• _Excerpt from a dataset_

— begin —

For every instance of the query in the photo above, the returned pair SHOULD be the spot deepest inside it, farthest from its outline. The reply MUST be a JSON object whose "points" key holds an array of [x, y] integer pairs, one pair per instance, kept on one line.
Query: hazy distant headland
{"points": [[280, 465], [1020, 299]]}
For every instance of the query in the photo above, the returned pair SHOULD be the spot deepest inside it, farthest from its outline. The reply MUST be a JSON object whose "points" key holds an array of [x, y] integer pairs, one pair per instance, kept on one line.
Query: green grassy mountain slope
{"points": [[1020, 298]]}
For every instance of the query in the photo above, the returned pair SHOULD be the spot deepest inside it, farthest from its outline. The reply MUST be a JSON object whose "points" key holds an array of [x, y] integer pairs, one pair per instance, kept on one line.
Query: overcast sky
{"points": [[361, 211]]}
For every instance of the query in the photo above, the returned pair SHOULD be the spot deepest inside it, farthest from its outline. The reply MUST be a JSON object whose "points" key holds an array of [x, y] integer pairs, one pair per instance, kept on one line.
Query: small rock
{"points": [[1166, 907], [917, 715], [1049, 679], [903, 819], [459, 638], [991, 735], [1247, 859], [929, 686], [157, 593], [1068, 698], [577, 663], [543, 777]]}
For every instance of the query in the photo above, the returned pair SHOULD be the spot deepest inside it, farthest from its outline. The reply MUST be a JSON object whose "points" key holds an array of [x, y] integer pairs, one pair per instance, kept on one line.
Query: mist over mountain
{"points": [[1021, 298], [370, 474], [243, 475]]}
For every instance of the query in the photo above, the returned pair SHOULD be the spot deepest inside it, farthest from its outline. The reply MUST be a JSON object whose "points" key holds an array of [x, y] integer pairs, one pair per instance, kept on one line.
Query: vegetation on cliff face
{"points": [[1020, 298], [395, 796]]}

— end —

• _TASK INSTRUCTIONS_
Give the listing again, word for word.

• _CORRECT RESULT_
For every instance of the query in the photo above, the returned pair SHOULD be the spot deepest inside it, farthest from its outline. The reply MUST be a JSON object whose "points" key holds an array of [x, y] integer pairs, one pair per instance, kept on one line.
Query: hazy distant headland
{"points": [[280, 465], [1020, 299]]}
For every instance of the query in the photo above, the returned pair SHOULD be the spot deepest inside it, farthest from its outline. The reply MUST be a JSON object whose "points" key holds an array of [x, y] integer pairs, one pair per instance, kept on one line.
Query: green grassy mountain slope
{"points": [[1020, 298]]}
For every instance of the query in the photo above, the returned pair SHOULD be the spot deepest inside it, farthest from its outline. The reply MUST be a JSON object whose "points" key holds an array of [x, y] integer pairs, one pair per instance, kept on one line.
Query: overcast sky
{"points": [[361, 211]]}
For every instance of the query in the photo above, the returned pair SHOULD be the spot deepest inside it, farthest from its outline. The reply MUST be a JSON object whose "points" key holds an array of [x, y] integer pairs, one pair per instance, kept on one line.
Query: small rock
{"points": [[1166, 907], [917, 715], [1049, 679], [903, 819], [459, 638], [991, 735], [1247, 859], [929, 686], [157, 593], [1068, 698], [577, 663], [543, 777]]}
For every instance of the query in the photo above, the returned pair SHOULD be the spot deepest inside it, farthest from its outline. The reply MUST be a JSON object whose "points" key holds an array of [x, y] integer pairs, one pair per instance, kept on one line.
Query: mist over mountain
{"points": [[1021, 298], [370, 474], [243, 475]]}
For every instance of the query in the photo above, the returned pair SHOULD be the spot deepest inside it, farthest from its outline. The reply MUST be a JSON object whose "points" key holds an array of [x, y] integer pairs, one pair per instance, kept on one line.
Query: vegetation on cliff face
{"points": [[1020, 298], [395, 796]]}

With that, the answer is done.